WHAT IS NEEDED: Give back the data exactly, with no images.

DATA:
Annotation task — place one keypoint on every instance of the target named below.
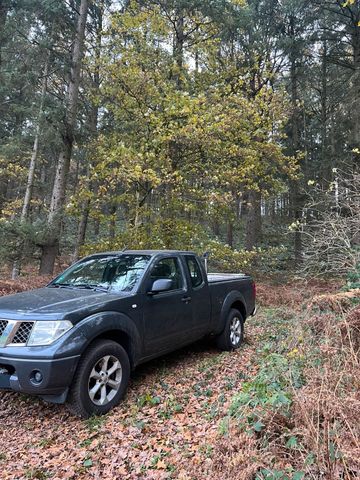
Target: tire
(94, 391)
(232, 336)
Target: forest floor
(279, 408)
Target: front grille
(3, 325)
(23, 332)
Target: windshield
(121, 273)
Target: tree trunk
(295, 137)
(230, 234)
(35, 151)
(81, 233)
(355, 93)
(253, 220)
(59, 189)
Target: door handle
(186, 299)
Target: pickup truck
(76, 340)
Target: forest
(223, 126)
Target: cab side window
(194, 271)
(168, 268)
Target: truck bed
(221, 277)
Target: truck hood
(54, 302)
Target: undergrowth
(296, 415)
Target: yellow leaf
(161, 465)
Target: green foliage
(270, 390)
(353, 279)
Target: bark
(81, 233)
(35, 151)
(355, 89)
(4, 8)
(50, 249)
(324, 114)
(253, 221)
(93, 128)
(295, 137)
(230, 234)
(179, 49)
(112, 223)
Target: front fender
(83, 333)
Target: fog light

TASK OUTPUT:
Annotation task — place one keypoint on every instance of the target named below.
Target: tire
(94, 391)
(232, 336)
Target: forest floor
(279, 408)
Target: front grille
(3, 325)
(23, 332)
Target: windshield
(121, 273)
Target: tree trunk
(295, 137)
(230, 234)
(35, 151)
(81, 233)
(355, 93)
(253, 220)
(59, 189)
Target: door handle
(186, 299)
Target: pickup truck
(76, 340)
Target: forest
(223, 126)
Target: cab side window
(194, 271)
(168, 268)
Target: truck bed
(221, 277)
Target: truck hood
(54, 302)
Target: undergrowth
(296, 415)
Target: yellow leaf
(161, 465)
Target: green foliage
(270, 390)
(353, 279)
Target: bark
(81, 233)
(35, 151)
(355, 89)
(4, 8)
(50, 249)
(324, 114)
(253, 221)
(93, 128)
(295, 137)
(230, 234)
(179, 49)
(112, 223)
Target: front fender
(83, 333)
Target: fog light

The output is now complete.